Stored items
*-*-*

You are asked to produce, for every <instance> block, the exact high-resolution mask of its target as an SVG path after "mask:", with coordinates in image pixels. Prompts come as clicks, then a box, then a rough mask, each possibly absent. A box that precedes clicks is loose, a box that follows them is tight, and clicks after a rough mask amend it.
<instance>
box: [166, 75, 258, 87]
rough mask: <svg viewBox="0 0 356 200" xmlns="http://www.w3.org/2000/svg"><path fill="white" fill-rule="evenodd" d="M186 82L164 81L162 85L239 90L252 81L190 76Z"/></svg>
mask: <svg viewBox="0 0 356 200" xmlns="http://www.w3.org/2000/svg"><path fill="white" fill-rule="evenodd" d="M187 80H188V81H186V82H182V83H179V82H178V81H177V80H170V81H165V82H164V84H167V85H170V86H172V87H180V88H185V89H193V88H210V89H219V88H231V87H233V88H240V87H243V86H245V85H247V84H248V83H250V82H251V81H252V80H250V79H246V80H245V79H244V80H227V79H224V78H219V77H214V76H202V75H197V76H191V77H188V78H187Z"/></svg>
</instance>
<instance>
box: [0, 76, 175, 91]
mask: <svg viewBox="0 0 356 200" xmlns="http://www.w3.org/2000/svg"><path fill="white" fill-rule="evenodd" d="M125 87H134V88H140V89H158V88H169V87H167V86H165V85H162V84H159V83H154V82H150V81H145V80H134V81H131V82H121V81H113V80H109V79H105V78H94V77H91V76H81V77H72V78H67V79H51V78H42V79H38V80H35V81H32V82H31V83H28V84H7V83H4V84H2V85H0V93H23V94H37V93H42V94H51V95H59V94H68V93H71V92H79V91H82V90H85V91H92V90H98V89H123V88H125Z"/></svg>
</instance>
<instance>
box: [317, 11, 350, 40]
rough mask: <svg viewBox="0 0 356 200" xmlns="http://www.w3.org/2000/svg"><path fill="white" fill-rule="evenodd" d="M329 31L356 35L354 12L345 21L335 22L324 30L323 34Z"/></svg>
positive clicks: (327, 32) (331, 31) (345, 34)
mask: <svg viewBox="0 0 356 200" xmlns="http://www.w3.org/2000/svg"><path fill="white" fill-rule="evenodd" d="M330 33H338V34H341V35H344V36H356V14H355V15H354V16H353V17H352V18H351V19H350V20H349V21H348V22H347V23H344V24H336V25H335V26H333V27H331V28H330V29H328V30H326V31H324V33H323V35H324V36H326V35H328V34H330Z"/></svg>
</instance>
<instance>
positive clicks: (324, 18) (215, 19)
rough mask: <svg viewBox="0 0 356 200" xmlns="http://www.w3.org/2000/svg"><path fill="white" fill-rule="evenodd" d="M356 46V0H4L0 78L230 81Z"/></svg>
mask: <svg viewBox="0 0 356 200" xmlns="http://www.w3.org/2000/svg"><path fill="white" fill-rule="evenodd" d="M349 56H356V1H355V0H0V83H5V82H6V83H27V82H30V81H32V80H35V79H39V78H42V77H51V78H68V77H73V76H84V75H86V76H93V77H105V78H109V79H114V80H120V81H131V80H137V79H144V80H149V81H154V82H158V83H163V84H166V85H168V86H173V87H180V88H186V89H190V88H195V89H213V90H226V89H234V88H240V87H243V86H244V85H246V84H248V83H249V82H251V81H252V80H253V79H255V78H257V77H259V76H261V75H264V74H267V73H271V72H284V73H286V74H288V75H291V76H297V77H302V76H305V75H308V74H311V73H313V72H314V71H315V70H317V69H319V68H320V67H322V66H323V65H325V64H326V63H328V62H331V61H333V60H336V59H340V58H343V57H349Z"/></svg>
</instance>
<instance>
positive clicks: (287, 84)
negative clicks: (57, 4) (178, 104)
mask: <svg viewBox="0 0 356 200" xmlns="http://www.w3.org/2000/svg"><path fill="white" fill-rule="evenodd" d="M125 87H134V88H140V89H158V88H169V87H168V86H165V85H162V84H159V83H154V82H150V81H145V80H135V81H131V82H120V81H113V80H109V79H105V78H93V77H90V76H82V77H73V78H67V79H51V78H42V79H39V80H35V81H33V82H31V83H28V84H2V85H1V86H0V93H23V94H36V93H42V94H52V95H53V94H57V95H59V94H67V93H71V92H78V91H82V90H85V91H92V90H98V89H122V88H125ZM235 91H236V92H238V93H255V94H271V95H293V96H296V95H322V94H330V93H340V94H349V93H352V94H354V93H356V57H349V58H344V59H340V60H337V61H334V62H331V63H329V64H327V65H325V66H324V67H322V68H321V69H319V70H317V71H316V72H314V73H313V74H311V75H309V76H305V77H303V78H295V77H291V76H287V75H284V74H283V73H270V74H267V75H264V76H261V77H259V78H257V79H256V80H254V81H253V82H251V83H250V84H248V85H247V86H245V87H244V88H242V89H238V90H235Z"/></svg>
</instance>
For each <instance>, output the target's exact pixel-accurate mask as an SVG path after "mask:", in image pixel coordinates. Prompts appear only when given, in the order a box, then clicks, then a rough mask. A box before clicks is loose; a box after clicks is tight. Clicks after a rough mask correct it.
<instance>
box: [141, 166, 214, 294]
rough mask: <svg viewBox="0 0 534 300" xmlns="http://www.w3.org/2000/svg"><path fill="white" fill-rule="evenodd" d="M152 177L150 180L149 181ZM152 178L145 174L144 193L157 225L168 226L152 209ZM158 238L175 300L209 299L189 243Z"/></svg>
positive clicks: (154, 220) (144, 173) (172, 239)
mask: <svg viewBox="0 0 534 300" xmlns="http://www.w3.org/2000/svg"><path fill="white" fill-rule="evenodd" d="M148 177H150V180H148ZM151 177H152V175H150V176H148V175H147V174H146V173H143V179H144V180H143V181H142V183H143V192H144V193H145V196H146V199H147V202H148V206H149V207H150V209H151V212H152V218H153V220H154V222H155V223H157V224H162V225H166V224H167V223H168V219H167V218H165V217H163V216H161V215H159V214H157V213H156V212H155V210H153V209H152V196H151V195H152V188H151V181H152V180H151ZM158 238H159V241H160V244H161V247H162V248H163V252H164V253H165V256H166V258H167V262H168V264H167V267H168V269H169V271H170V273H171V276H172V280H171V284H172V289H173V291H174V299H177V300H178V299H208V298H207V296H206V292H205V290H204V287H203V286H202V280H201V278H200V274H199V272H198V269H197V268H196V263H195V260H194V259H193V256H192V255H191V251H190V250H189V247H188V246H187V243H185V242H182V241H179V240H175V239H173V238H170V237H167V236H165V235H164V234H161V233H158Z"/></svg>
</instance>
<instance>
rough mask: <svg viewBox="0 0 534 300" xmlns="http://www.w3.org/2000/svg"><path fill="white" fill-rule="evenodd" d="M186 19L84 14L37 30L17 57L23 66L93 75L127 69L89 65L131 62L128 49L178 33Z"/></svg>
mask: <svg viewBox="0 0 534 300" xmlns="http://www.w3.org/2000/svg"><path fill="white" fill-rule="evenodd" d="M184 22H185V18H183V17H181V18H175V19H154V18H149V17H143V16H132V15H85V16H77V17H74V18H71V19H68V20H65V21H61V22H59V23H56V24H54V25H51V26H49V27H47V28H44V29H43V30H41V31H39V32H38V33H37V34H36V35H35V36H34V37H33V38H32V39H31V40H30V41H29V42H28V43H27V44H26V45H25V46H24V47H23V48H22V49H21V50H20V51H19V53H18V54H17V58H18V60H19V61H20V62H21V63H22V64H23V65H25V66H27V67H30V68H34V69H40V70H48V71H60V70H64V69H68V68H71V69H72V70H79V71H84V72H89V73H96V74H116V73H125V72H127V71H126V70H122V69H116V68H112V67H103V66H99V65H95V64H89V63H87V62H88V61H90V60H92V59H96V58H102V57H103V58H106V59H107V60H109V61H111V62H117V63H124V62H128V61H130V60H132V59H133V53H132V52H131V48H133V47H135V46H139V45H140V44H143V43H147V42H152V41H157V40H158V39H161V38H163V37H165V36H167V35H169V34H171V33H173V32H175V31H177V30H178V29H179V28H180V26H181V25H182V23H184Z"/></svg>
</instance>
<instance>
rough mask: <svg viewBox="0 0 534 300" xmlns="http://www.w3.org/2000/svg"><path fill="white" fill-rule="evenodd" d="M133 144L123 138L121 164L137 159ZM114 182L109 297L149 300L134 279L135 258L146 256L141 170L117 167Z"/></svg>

*-*-*

### Task goal:
Each line from the top of the data, up to and including the line that contains "box: [166, 75, 258, 87]", should be set down exactly.

### Exercise solution:
You are asked to produce, for every <instance> block, the exact high-resolution mask of its target as an SVG path after "mask:", with coordinates in image pixels. Prompts come as clicks, then a box, then a rough mask, each possibly absent. A box that precedes clicks is loose, a box that follows them is tight, and clicks after a rough mask amend it.
<instance>
box: [166, 75, 258, 87]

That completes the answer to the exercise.